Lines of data
● ● ●
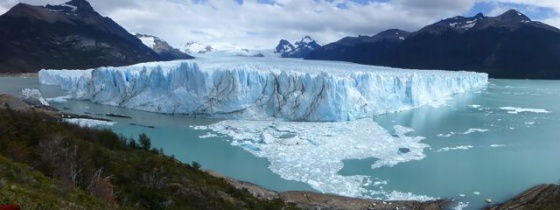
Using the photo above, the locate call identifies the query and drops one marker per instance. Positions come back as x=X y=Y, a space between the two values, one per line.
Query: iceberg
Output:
x=263 y=89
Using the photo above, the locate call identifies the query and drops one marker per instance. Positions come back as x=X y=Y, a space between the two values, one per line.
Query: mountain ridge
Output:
x=301 y=48
x=509 y=45
x=71 y=35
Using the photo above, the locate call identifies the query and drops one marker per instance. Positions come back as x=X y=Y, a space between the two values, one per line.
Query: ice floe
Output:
x=517 y=110
x=83 y=122
x=312 y=152
x=445 y=149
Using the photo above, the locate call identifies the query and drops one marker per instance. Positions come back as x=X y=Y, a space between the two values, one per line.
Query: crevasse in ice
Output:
x=259 y=89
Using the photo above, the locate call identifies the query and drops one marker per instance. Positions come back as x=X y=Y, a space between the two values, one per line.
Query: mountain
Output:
x=301 y=49
x=284 y=46
x=193 y=47
x=162 y=48
x=220 y=49
x=506 y=46
x=67 y=36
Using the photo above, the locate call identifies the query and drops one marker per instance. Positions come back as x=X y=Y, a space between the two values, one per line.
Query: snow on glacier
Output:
x=259 y=89
x=284 y=89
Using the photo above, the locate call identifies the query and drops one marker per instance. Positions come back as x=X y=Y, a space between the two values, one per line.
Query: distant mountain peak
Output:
x=284 y=46
x=80 y=5
x=161 y=47
x=300 y=50
x=513 y=15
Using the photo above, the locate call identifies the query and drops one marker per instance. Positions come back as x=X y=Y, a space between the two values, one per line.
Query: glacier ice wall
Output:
x=259 y=89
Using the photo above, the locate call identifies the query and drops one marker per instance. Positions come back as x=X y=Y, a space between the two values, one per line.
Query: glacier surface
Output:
x=263 y=89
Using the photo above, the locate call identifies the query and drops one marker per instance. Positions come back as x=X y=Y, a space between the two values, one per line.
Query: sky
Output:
x=260 y=24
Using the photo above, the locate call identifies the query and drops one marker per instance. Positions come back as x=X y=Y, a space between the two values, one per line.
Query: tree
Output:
x=145 y=142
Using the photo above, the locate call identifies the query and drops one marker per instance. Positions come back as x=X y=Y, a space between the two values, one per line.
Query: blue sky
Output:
x=261 y=23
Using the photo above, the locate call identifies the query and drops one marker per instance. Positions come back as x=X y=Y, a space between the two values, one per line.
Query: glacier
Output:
x=263 y=89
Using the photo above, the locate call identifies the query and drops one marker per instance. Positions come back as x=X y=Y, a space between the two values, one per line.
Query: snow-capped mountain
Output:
x=300 y=50
x=220 y=48
x=162 y=48
x=193 y=47
x=70 y=35
x=284 y=46
x=509 y=45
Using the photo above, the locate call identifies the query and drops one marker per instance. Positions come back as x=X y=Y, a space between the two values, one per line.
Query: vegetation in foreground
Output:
x=49 y=164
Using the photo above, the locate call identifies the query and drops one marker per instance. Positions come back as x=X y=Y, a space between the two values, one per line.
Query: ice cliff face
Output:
x=244 y=88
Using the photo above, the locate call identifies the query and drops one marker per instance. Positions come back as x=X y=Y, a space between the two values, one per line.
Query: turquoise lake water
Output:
x=489 y=143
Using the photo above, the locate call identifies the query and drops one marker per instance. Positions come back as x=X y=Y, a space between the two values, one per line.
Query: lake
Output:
x=490 y=143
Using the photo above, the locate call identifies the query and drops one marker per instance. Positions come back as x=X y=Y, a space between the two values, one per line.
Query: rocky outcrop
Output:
x=162 y=48
x=545 y=196
x=67 y=36
x=313 y=200
x=506 y=46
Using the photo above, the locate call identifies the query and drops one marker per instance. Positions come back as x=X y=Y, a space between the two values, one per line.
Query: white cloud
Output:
x=254 y=24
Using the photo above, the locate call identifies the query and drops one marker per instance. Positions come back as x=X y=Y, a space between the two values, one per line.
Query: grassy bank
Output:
x=46 y=163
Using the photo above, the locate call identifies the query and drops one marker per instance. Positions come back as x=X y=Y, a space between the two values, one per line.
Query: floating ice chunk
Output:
x=446 y=135
x=208 y=135
x=497 y=145
x=60 y=99
x=516 y=110
x=83 y=122
x=445 y=149
x=400 y=196
x=472 y=130
x=313 y=152
x=461 y=205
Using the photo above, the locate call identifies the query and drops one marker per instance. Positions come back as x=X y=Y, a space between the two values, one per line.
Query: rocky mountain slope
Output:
x=162 y=48
x=506 y=46
x=301 y=48
x=71 y=35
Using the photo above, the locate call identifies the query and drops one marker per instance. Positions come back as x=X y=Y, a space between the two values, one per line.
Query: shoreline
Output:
x=544 y=195
x=315 y=200
x=19 y=74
● ● ●
### Problem to solve
Tally the rows that contain the string "lake", treating uppercase and lowercase as different, and give only the number.

### Written reply
2